Problem to work on:
Copy out the stretch from the line containing "Locate each instance of the brown" through the end of the rows, swapping "brown shingle roof" for "red tile roof" and keeping everything else the same.

————————

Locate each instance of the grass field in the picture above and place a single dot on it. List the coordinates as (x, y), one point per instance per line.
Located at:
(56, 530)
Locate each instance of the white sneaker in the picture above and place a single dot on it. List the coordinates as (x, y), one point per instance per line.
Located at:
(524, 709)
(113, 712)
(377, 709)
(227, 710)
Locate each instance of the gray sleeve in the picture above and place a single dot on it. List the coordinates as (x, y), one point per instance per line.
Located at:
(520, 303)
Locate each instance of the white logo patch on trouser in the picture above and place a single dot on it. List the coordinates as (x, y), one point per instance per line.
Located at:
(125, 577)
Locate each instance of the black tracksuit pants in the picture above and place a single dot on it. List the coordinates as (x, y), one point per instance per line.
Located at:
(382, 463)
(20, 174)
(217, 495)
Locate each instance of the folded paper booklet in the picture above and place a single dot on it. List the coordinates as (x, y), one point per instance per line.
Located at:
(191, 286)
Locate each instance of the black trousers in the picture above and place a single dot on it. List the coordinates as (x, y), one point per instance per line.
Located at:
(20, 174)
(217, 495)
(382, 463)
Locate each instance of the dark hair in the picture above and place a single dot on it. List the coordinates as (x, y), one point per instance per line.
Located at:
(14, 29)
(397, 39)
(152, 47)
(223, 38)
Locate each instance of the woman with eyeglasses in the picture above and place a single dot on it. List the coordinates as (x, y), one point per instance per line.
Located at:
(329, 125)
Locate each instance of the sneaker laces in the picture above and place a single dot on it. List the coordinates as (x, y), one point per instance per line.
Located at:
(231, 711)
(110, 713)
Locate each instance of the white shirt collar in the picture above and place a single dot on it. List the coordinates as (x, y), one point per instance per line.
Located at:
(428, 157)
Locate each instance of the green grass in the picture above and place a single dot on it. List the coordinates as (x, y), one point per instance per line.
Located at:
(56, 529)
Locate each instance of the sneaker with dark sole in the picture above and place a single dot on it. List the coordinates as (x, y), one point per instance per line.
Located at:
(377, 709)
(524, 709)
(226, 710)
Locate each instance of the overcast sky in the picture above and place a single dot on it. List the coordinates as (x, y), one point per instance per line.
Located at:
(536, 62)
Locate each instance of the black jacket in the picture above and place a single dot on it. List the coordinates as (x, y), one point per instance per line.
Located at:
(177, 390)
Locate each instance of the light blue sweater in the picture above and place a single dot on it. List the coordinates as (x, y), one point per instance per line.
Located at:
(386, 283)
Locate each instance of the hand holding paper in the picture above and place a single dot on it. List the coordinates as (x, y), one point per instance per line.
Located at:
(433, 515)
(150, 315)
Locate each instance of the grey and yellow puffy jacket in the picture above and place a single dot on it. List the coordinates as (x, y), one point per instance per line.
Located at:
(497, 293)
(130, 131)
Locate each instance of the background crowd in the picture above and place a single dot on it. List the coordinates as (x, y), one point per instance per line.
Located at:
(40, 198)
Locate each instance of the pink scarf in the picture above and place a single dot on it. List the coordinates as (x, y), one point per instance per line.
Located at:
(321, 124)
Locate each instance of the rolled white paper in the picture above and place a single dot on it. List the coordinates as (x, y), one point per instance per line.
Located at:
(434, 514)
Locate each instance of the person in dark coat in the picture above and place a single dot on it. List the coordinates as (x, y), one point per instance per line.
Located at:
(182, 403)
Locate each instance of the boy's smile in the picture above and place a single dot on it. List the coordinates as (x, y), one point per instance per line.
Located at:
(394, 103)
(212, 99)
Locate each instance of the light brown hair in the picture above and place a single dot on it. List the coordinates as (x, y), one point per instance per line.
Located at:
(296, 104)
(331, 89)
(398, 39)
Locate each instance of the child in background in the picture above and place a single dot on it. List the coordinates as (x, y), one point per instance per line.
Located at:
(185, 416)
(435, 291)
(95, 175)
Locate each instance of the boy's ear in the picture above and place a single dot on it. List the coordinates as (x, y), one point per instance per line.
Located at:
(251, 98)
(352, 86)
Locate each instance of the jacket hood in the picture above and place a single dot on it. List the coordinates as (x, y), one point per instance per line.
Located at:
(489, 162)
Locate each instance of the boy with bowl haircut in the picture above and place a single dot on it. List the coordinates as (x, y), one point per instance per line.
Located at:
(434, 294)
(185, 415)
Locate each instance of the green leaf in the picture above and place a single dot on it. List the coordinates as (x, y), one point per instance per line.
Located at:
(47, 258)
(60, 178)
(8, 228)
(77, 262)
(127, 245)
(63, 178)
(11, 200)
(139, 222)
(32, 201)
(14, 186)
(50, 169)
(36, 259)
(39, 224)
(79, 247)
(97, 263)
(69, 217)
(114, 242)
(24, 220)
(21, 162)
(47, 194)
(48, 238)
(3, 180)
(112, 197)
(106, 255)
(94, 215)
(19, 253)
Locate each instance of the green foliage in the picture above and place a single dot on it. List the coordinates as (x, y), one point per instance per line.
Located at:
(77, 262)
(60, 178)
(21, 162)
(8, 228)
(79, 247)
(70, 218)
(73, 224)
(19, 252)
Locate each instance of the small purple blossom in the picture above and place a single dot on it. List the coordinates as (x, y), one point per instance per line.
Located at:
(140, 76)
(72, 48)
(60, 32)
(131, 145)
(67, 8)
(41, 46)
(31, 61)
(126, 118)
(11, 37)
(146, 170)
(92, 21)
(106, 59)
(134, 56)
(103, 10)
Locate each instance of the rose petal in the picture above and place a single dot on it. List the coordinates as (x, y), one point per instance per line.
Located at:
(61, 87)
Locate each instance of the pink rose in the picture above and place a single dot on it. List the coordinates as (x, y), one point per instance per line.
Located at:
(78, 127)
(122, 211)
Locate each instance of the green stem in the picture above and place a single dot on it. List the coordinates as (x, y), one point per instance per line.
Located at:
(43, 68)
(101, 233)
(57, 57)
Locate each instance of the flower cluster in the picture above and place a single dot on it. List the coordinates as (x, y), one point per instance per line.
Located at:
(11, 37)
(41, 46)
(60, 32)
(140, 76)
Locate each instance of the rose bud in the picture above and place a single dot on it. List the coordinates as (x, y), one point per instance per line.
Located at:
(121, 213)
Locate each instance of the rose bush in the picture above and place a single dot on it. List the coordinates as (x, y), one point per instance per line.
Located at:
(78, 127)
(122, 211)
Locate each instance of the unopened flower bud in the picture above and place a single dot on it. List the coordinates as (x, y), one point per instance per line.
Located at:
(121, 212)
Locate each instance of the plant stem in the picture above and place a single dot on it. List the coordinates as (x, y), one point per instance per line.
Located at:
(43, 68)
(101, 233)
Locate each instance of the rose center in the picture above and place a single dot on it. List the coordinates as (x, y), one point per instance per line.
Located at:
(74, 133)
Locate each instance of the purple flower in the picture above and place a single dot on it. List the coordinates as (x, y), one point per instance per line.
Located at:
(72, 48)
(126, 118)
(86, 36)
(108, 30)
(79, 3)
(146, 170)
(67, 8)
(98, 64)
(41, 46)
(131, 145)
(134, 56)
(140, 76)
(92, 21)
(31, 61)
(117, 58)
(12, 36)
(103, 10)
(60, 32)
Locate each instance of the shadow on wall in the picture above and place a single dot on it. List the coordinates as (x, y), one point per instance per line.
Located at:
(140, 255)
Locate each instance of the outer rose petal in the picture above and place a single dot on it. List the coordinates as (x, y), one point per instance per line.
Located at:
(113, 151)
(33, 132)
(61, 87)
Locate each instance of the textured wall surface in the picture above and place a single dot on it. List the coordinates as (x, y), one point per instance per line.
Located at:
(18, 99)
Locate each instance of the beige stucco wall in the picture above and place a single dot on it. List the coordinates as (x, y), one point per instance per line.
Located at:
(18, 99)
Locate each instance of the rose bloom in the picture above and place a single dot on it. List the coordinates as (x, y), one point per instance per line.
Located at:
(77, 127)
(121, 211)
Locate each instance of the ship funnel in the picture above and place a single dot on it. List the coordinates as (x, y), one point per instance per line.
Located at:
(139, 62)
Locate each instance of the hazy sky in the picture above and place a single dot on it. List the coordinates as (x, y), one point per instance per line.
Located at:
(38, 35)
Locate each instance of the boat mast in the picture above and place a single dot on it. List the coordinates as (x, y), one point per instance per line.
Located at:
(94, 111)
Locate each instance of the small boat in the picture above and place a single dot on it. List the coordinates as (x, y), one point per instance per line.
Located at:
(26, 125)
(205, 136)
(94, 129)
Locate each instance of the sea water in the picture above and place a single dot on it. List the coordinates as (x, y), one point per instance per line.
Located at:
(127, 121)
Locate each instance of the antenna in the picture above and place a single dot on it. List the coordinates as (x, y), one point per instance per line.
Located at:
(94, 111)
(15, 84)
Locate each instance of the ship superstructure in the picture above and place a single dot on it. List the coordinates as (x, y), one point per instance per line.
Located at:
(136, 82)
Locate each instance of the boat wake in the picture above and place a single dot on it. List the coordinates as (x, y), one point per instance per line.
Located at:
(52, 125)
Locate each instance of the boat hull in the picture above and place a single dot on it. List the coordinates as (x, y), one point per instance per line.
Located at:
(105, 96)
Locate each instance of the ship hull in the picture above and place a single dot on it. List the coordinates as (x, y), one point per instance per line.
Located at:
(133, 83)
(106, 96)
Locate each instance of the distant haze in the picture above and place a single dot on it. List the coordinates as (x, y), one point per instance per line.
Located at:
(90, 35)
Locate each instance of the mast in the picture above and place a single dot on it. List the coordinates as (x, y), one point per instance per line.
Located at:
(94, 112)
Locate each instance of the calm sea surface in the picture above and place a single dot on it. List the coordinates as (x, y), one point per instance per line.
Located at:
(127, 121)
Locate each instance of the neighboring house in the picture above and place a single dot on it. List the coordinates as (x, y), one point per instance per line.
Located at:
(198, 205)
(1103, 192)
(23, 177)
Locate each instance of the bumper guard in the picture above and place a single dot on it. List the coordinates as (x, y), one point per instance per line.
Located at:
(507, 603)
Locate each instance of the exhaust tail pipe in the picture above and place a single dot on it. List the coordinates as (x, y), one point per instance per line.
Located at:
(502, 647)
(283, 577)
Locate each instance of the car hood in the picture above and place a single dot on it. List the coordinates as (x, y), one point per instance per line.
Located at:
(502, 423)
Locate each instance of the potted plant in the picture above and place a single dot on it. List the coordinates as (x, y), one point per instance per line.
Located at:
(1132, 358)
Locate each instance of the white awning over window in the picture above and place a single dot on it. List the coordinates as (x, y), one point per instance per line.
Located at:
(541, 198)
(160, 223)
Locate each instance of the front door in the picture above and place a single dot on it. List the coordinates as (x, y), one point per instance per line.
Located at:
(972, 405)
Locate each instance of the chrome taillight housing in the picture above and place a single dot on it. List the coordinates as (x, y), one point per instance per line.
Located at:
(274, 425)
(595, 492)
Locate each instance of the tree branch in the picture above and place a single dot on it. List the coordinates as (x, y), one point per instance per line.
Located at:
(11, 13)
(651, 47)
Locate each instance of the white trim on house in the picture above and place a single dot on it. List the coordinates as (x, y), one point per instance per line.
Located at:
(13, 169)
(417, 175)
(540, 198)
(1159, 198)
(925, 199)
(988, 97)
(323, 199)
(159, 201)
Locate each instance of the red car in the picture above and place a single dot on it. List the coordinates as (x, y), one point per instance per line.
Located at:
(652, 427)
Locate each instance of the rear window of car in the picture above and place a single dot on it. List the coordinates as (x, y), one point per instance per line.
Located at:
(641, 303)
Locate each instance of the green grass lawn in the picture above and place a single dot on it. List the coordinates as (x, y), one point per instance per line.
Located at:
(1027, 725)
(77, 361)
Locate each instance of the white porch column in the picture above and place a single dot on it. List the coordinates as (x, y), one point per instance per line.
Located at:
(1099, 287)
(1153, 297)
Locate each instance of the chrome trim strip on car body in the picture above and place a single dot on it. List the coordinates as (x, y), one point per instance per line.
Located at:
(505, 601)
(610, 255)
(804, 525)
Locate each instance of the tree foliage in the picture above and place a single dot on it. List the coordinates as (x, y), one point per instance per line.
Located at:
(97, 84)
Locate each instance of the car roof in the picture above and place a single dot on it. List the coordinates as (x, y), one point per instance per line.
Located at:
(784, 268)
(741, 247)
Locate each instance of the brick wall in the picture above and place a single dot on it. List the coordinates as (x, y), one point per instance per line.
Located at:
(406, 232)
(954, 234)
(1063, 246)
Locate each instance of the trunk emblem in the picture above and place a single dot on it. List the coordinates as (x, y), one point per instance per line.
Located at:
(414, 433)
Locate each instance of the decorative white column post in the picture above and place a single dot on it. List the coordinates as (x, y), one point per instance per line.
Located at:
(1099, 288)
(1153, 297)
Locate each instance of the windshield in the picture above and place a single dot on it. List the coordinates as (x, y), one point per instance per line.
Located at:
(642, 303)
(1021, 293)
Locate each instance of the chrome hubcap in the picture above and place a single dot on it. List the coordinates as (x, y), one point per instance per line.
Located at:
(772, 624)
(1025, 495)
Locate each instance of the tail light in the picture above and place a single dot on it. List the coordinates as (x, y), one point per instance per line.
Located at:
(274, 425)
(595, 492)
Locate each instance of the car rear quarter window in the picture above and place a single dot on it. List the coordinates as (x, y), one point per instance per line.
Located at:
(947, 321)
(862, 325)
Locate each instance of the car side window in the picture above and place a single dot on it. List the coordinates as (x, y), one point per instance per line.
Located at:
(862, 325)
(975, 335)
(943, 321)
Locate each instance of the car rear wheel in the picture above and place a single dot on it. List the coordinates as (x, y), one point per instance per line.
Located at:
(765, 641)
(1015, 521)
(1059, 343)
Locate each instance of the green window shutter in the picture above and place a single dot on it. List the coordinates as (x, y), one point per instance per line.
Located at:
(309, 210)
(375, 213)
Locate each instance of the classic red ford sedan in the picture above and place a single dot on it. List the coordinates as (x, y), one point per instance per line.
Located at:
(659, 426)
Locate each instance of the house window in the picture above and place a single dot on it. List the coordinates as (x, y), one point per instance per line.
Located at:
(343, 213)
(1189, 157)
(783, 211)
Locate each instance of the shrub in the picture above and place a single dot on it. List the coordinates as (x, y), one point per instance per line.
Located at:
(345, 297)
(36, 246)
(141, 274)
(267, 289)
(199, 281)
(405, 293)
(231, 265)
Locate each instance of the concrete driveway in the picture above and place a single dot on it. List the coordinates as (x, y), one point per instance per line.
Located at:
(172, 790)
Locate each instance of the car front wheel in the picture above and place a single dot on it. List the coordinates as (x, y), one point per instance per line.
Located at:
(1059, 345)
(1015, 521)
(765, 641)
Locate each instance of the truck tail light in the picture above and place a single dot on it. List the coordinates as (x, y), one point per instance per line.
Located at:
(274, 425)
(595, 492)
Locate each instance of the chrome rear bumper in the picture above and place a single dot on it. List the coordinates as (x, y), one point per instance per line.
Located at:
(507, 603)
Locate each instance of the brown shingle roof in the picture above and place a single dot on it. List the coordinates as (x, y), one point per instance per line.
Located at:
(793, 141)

————————

Correct output:
Locate each instance of the red tile roof in the picture above and place a single dot on it. List the coordinates as (x, y), one point per instance per line.
Located at:
(793, 141)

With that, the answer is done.